==== PROVIDED MATERIAL

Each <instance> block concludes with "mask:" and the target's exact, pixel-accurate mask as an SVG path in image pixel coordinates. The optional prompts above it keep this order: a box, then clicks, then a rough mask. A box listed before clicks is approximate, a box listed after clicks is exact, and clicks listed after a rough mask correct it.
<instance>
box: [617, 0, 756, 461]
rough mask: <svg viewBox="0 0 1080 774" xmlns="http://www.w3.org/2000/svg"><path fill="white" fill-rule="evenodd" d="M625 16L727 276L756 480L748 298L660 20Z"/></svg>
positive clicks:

========
==== PROVIDED MATERIAL

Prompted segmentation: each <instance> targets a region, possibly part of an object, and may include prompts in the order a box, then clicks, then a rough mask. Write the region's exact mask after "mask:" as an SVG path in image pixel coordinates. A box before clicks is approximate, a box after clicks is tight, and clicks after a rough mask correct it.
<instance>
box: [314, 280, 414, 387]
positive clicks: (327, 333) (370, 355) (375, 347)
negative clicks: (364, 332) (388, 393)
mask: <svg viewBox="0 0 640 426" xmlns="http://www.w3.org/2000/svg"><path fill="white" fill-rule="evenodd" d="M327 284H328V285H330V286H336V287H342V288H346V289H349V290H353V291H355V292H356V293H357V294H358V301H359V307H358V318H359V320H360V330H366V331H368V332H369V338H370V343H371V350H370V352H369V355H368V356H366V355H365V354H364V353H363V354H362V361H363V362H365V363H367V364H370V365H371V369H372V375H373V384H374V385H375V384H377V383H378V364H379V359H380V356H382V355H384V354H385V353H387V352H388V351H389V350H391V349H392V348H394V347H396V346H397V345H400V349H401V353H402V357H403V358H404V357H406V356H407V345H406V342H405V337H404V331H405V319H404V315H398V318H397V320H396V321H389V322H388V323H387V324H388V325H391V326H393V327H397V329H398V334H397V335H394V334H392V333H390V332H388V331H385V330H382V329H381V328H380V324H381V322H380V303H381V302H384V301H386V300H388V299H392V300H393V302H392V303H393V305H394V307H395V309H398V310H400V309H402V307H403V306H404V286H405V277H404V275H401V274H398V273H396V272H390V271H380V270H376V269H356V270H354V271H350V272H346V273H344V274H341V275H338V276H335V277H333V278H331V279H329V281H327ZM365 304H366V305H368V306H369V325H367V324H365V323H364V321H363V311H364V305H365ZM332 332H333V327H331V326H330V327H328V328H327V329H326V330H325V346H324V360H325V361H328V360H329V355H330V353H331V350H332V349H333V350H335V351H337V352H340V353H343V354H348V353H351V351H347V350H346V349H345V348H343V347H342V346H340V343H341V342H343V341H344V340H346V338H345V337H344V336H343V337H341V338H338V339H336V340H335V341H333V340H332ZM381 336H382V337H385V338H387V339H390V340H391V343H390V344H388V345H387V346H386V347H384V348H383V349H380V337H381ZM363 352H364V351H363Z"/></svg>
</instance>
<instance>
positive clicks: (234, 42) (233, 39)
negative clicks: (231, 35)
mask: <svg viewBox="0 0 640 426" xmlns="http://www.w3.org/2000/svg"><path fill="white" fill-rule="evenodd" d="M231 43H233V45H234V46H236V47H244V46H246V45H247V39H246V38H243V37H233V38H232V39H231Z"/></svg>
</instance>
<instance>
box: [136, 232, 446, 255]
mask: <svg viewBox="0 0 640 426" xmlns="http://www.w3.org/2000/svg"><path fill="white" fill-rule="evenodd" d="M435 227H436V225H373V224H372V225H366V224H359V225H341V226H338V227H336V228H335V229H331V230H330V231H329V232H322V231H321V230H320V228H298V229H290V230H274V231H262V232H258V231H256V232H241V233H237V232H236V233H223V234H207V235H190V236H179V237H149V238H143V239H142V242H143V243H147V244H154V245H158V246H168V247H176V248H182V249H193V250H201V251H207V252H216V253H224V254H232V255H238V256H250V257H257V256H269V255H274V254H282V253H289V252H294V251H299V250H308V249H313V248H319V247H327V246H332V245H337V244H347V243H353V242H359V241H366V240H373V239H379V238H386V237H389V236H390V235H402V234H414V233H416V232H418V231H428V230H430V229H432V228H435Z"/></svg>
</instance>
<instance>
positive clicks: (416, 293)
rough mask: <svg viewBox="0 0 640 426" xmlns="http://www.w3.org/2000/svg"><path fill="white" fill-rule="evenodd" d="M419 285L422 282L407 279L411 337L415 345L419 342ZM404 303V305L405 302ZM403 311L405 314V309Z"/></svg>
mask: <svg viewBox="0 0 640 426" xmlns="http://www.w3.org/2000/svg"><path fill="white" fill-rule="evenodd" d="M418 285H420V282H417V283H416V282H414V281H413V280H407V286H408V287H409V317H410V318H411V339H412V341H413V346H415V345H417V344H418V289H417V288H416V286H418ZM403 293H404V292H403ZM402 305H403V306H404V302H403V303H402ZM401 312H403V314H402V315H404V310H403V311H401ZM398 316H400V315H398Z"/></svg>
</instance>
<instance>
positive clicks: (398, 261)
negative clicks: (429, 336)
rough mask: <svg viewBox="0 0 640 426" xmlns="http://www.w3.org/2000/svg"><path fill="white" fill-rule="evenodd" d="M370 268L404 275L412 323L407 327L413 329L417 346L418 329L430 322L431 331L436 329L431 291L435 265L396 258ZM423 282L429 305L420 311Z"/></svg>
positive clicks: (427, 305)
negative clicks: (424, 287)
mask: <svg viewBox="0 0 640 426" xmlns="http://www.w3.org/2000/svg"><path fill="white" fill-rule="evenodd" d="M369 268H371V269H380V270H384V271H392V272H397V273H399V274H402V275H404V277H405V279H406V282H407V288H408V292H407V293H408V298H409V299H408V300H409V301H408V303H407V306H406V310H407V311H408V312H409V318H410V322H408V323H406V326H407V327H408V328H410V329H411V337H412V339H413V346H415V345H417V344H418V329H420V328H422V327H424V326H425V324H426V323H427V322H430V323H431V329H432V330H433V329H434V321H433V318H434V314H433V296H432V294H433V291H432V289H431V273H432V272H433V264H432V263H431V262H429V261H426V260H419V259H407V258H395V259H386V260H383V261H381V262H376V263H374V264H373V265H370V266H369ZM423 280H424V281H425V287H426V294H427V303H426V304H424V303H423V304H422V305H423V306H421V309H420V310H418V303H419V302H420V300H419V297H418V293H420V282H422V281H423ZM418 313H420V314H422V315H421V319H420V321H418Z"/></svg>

========
==== PROVIDED MATERIAL

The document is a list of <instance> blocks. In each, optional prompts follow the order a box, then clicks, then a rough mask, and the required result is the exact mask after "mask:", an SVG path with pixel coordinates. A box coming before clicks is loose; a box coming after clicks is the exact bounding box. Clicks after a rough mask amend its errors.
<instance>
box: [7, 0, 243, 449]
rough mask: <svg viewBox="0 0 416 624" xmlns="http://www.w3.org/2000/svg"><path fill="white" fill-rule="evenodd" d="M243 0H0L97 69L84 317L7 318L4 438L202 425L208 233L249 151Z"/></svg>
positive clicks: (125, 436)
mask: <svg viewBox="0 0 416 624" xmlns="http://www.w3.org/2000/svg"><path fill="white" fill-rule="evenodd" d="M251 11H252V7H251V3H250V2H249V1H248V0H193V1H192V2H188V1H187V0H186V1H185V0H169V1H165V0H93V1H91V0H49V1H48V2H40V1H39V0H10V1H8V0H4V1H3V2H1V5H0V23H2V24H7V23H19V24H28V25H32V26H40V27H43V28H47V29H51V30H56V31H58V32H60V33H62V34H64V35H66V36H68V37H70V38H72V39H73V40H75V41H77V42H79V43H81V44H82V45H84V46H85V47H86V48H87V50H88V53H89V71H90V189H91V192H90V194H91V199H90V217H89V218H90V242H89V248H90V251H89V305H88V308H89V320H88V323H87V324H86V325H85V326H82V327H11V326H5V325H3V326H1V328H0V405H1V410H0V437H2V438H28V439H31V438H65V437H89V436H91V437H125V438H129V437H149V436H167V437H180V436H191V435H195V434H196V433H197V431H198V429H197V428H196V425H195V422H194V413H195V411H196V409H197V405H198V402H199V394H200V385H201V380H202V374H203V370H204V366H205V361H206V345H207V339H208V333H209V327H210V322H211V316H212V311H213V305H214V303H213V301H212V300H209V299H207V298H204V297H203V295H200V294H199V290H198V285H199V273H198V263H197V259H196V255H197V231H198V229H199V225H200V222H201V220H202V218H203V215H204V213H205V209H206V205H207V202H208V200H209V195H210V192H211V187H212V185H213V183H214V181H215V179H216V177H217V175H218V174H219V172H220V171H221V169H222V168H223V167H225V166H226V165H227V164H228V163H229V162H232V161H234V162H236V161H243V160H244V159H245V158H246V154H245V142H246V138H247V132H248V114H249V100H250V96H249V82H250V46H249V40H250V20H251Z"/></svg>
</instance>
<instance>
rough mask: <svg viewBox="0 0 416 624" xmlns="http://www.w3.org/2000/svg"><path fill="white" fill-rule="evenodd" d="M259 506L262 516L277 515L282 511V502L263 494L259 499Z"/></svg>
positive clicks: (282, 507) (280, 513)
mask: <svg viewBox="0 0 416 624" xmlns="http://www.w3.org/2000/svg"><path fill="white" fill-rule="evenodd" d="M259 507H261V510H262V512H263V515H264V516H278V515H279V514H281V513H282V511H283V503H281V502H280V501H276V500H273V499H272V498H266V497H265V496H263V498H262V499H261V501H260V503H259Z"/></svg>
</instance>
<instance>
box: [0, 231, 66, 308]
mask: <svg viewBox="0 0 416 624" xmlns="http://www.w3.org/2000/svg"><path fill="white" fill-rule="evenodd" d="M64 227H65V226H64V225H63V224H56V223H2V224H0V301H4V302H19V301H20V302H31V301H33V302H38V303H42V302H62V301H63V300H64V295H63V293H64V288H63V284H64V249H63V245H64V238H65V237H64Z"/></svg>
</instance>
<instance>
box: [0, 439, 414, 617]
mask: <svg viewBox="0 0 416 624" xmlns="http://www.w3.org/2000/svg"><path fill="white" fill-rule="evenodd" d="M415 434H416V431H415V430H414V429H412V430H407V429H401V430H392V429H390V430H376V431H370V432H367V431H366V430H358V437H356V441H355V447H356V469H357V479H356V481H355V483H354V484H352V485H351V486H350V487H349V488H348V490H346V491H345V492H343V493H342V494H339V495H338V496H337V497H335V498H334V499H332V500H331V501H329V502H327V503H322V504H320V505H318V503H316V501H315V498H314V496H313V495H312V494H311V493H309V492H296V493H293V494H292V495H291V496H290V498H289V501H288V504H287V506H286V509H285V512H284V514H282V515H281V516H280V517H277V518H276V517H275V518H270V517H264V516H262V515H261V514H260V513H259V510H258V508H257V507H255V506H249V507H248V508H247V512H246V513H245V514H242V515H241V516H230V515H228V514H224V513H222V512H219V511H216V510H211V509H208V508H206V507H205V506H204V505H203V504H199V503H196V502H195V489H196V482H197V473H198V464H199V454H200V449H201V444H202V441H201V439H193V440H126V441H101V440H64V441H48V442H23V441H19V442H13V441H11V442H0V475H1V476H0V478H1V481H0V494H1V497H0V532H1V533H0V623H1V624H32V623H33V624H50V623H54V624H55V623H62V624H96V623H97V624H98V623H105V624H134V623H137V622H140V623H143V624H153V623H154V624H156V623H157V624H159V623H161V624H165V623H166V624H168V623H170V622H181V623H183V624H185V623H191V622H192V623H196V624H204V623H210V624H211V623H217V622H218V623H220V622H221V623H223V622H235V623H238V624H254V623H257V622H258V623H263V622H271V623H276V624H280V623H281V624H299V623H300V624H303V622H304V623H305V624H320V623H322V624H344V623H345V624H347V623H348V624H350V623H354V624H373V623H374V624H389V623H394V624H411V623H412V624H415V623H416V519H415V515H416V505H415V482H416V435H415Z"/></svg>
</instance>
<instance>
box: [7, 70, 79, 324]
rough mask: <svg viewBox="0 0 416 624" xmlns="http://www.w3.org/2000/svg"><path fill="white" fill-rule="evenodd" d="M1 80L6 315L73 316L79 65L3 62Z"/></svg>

========

TASK ITEM: Take the part of the records that opens with the line containing "Each <instance> block" and closes with the line containing "16L727 276L756 480L748", and swap every "rough mask" in it for "coarse mask". Give back only those lines, with nothing else changed.

RESPONSE TO THE EXERCISE:
Each <instance> block concludes with "mask:" and the target's exact, pixel-accurate mask as an SVG path in image pixel coordinates. The optional prompts above it keep this order: a box, then clicks, then a coarse mask. A box listed before clicks is approximate, a box listed after clicks is exact, and clicks listed after a coarse mask correct it.
<instance>
box: [617, 0, 756, 461]
coarse mask: <svg viewBox="0 0 1080 774" xmlns="http://www.w3.org/2000/svg"><path fill="white" fill-rule="evenodd" d="M625 16L727 276L756 480L748 298L660 20Z"/></svg>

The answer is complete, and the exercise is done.